Please say how many lines in the records below contain the word "green", giving only the number.

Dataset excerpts
============================================================

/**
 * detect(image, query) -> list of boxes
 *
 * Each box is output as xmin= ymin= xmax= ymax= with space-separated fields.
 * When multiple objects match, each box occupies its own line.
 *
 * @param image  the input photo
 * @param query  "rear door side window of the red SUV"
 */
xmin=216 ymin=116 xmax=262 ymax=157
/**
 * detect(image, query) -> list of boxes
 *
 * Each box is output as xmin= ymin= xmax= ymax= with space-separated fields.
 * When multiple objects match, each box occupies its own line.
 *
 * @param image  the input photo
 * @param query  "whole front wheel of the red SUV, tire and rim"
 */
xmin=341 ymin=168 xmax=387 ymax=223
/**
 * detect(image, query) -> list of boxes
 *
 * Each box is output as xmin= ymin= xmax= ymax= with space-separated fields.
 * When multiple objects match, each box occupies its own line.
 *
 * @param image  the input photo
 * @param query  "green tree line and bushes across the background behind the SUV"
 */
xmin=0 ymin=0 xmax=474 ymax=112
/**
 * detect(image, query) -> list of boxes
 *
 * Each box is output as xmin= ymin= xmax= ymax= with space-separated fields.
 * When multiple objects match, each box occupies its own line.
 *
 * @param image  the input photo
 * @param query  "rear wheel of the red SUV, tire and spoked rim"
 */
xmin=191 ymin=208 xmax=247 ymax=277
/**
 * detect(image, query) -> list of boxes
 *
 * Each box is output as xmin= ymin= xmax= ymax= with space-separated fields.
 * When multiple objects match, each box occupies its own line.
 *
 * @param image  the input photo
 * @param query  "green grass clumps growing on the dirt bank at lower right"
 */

============================================================

-- Task answer --
2